PROMPT — Print every entry below word for word, but leave the pictures out.

ENTRIES SHOWN —
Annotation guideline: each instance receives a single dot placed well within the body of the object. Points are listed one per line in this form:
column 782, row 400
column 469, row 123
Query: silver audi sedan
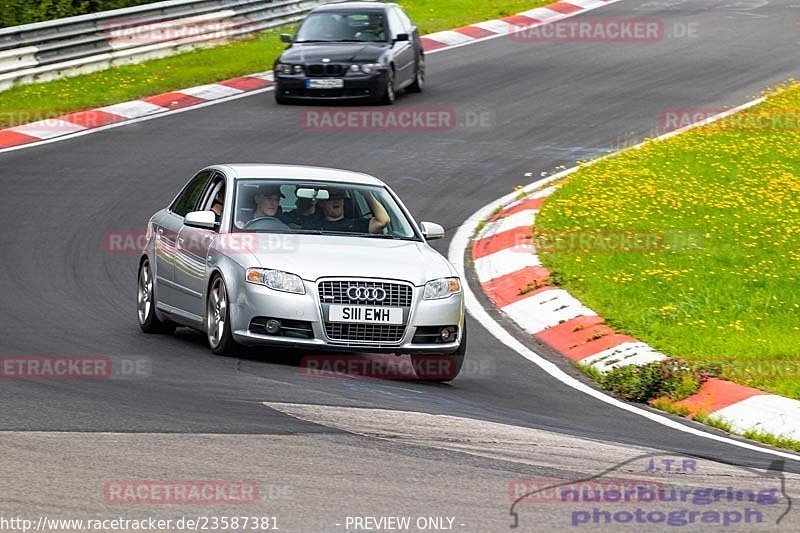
column 303, row 257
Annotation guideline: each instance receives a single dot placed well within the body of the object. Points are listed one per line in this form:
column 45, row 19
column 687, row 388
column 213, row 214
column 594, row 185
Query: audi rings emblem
column 367, row 294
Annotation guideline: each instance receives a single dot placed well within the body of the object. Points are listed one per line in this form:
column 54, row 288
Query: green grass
column 730, row 301
column 772, row 440
column 25, row 103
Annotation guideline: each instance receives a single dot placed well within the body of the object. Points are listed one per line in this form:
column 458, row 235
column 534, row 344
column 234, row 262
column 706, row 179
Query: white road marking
column 504, row 262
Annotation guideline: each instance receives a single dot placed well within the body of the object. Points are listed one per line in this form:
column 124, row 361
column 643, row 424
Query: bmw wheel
column 146, row 303
column 419, row 79
column 218, row 325
column 389, row 94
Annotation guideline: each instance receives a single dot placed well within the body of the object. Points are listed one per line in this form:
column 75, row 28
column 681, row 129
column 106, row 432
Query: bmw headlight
column 441, row 288
column 369, row 68
column 276, row 279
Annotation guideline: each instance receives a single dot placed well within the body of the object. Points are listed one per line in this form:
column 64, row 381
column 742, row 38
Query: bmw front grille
column 352, row 292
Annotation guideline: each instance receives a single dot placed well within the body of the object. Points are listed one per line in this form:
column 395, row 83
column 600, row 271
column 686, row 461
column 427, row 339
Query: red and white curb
column 512, row 277
column 83, row 122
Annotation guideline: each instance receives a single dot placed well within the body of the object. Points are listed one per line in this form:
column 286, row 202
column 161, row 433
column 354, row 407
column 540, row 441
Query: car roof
column 348, row 5
column 296, row 172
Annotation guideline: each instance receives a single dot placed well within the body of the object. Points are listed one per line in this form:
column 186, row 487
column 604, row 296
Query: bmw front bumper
column 356, row 86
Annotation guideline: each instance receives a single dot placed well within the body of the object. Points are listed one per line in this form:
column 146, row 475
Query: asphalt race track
column 543, row 105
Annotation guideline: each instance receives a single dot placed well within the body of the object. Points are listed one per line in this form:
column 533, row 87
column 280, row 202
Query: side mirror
column 201, row 219
column 432, row 231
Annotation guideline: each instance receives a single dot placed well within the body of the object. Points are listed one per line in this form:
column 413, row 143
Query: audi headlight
column 276, row 279
column 441, row 288
column 369, row 68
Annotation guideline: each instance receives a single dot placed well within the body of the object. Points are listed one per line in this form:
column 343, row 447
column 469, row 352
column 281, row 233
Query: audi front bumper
column 304, row 324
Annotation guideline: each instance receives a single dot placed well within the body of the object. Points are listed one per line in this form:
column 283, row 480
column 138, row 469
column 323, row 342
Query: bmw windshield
column 337, row 27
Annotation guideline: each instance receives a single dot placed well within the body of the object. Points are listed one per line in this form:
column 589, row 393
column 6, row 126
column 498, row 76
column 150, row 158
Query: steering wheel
column 266, row 223
column 368, row 36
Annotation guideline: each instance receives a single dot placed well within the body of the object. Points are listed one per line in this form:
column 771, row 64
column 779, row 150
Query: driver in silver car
column 268, row 201
column 334, row 219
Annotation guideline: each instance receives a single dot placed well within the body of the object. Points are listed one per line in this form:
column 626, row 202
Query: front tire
column 146, row 303
column 389, row 93
column 419, row 79
column 441, row 368
column 218, row 324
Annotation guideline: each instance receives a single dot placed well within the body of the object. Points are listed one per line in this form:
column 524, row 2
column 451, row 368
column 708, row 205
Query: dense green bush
column 672, row 378
column 15, row 12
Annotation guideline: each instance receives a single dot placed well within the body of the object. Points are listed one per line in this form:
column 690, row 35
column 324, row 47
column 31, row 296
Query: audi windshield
column 323, row 208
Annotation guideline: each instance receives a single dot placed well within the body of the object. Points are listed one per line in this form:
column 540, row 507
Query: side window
column 404, row 20
column 188, row 198
column 395, row 26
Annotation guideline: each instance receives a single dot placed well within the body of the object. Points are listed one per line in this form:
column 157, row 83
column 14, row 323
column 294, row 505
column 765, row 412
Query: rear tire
column 218, row 324
column 146, row 303
column 441, row 368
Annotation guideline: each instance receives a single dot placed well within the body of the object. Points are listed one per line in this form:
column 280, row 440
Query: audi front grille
column 336, row 292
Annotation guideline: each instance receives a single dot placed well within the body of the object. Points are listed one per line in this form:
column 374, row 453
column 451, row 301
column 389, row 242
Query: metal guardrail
column 88, row 43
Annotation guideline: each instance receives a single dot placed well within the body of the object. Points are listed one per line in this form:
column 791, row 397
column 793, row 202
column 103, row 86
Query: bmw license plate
column 325, row 83
column 365, row 314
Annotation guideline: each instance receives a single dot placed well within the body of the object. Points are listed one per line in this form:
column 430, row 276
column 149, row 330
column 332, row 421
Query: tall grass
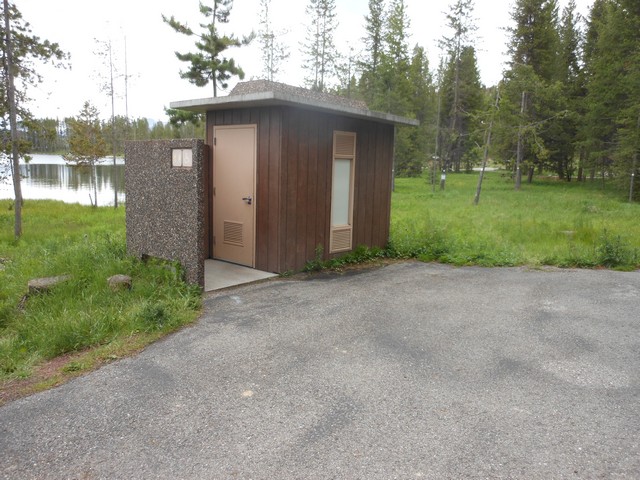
column 89, row 245
column 545, row 223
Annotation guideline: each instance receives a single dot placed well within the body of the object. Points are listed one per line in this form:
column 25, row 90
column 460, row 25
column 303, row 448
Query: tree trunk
column 13, row 124
column 485, row 155
column 519, row 154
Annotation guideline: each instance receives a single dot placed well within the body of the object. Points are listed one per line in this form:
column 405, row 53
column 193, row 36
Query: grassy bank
column 545, row 223
column 83, row 313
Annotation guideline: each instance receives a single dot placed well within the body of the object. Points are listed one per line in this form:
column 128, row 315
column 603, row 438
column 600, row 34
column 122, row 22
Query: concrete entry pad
column 219, row 275
column 411, row 371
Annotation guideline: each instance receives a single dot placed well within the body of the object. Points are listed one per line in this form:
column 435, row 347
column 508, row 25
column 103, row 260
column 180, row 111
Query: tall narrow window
column 344, row 159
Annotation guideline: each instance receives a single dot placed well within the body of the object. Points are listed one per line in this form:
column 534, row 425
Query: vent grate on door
column 233, row 233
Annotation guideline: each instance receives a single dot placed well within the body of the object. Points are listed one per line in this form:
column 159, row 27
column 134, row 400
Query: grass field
column 89, row 245
column 545, row 223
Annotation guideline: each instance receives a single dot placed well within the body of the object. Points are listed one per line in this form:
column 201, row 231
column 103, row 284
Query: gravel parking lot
column 406, row 371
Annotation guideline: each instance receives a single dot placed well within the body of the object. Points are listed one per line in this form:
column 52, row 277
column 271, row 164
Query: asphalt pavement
column 406, row 371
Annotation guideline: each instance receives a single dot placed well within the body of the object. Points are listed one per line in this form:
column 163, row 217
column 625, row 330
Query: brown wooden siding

EXERCISE RESULT —
Annotation guideline: each instance receives a single dot placed well within the body of the object. Points are listed one per line in this form:
column 782, row 400
column 469, row 123
Query: silver audi sedan
column 303, row 257
Annotation guideline: each instance receives a single dot placed well within the body of the object. Points are listed one per line in this form:
column 45, row 19
column 687, row 388
column 213, row 214
column 594, row 185
Query: audi rings emblem
column 367, row 294
Annotation guideline: each instance receives a single dot placed well within the body of the object. Points are listed one per line in this form:
column 54, row 288
Query: green grass
column 730, row 301
column 772, row 440
column 25, row 103
Annotation guideline: each instance receives a single dot placed well within the body of the object. Points are listed one per line in this form:
column 458, row 235
column 534, row 344
column 234, row 262
column 706, row 179
Query: white road marking
column 504, row 262
Annotation guideline: each instance receives a single dot placed well within the body of the object. Points are listed one per line in this form:
column 124, row 361
column 643, row 424
Query: bmw wheel
column 146, row 303
column 419, row 79
column 218, row 325
column 389, row 94
Annotation guideline: each instance receives a single dot placed well within the body of the object. Points are listed one per line in this form:
column 75, row 28
column 681, row 129
column 106, row 432
Query: bmw headlight
column 441, row 288
column 369, row 68
column 276, row 279
Annotation guideline: each instance receives a single dot placed well within the body of the object. Points are listed one per line in this form:
column 64, row 381
column 742, row 38
Query: bmw front grille
column 352, row 292
Annotation guideline: each instance receives a single dot placed well within the body of the object. Points are listed one per line in this form:
column 395, row 83
column 600, row 271
column 686, row 461
column 427, row 339
Query: red and white curb
column 512, row 277
column 83, row 122
Annotation guideline: each instance receives a single dot placed well within the body of the object. Points are listed one per line in this form:
column 286, row 202
column 161, row 433
column 354, row 407
column 540, row 441
Query: car roof
column 348, row 5
column 296, row 172
Annotation guideline: each instance receives a single dot placed well within the body of the object. Points are listed one per line in this form:
column 186, row 487
column 604, row 296
Query: bmw front bumper
column 356, row 86
Annotation guideline: each instance receives a single dot placed well within the body of the object. Points are listed one per line in this form:
column 146, row 475
Query: asphalt race track
column 543, row 105
Annotation guideline: each instance receives a single dot placed well within the body of the object. Points are listed one per line in this form:
column 533, row 87
column 280, row 202
Query: side mirror
column 201, row 219
column 432, row 231
Annotation guideline: each instance receives a single dot placed well within the body of the object. Points are listed one per line in this form:
column 413, row 143
Query: audi headlight
column 276, row 279
column 441, row 288
column 369, row 68
Annotation guideline: each instance receives a single dot placed well within the body of the object. Points are listed one per line in this form:
column 343, row 447
column 469, row 352
column 281, row 233
Query: audi front bumper
column 304, row 324
Annotation guideline: each instance receives a single dot placed well within the body of the object. Points are listed one per line in this form:
column 283, row 480
column 138, row 469
column 323, row 342
Query: bmw windshield
column 337, row 27
Annotation guideline: each instance receives a single dot placed well within the body of the object. Points are listed one per line in this form:
column 589, row 393
column 6, row 126
column 498, row 76
column 150, row 158
Query: steering wheel
column 266, row 223
column 368, row 36
Annotation guideline: each instance receives a single dot placed well within the body of the object. Points are listed one per line in this form:
column 771, row 64
column 779, row 150
Query: driver in silver car
column 268, row 201
column 334, row 219
Annotation guideline: each instance receives a single dot placed well within the body of the object. Points are listed one per line in this form:
column 626, row 202
Query: front tire
column 146, row 303
column 389, row 93
column 419, row 79
column 441, row 368
column 218, row 324
Annotation guideline: each instance receives a single dot placed well within the body of the object. Points are listed one per line in this form:
column 524, row 2
column 451, row 368
column 708, row 205
Query: dense green bush
column 672, row 378
column 15, row 12
Annotation guideline: each instance receives a single dot placed well within the body of the object. Points are listed one per line in this form:
column 690, row 35
column 324, row 47
column 31, row 296
Query: audi windshield
column 323, row 208
Annotation guideline: each instance receives a single dot placed well within the body of the object. Points are listed one per line in this form:
column 540, row 507
Query: side window
column 404, row 20
column 188, row 198
column 395, row 26
Annotation guideline: each instance receives a single dot placed well within the body of the object. Points are listed one per line in this form:
column 157, row 83
column 14, row 323
column 294, row 505
column 765, row 412
Query: rear tire
column 218, row 324
column 146, row 303
column 441, row 368
Annotation guideline: each instance receives a single dot placed well within the body of the object. Points are listed one per line in this form:
column 280, row 440
Query: audi front grille
column 336, row 292
Annotation guideline: each instance receives a single dot placed well within the body of the object. Points are listed one per line in this form:
column 374, row 453
column 451, row 301
column 389, row 242
Query: metal guardrail
column 88, row 43
Annotation guideline: each instance receives a single dot placed well within the body of the object. Points are listed one per line in this form:
column 791, row 397
column 793, row 202
column 103, row 86
Query: bmw license plate
column 325, row 83
column 365, row 314
Annotation guideline: each instance receives a single dot placed well within the body of the object. Points are listed one per line in this form:
column 430, row 276
column 149, row 330
column 332, row 421
Query: tall grass
column 89, row 245
column 545, row 223
Annotation guideline: each instance receives a single dot placed well within the body of the object. Points are listed one per line in this form:
column 25, row 90
column 460, row 25
column 303, row 448
Query: tree trunk
column 13, row 124
column 485, row 155
column 519, row 154
Annotation guideline: each instance receives a single dot placed well within the body of the object. Points are listed one per line in this form:
column 405, row 53
column 193, row 36
Query: grassy bank
column 545, row 223
column 83, row 313
Annotation guideline: each instance receives a single dot placed well within the body of the object. Points are listed one per line in this form:
column 128, row 315
column 603, row 438
column 600, row 34
column 122, row 22
Query: concrete entry pad
column 219, row 275
column 411, row 371
Annotation guideline: each instance receives a single dot placed well within the body of the object. Points are listed one per line in this form:
column 435, row 347
column 508, row 25
column 103, row 260
column 180, row 111
Query: tall narrow window
column 344, row 159
Annotation guideline: each instance receives a single dot placed well within the body of the object. Points are listed one per line in this form:
column 534, row 425
Query: vent grate on door
column 233, row 233
Annotation guideline: each instance receives a single dot placed well within the body of the object. Points are listed one per line in this form:
column 159, row 27
column 134, row 400
Query: grass field
column 89, row 245
column 545, row 223
Annotation guideline: each instance receives a single dot placed well within the body of the object. Points are listed one per line in this form:
column 201, row 231
column 103, row 284
Query: gravel parking lot
column 406, row 371
Annotation guideline: each instance receives a single dot placed well within the body of the object. Points are listed one per line in this form:
column 52, row 277
column 271, row 164
Query: asphalt pavement
column 406, row 371
Annotation guideline: each instance receives a single dot placed well within the body of the object. Points are listed one per line in this form:
column 163, row 217
column 625, row 330
Query: brown wooden siding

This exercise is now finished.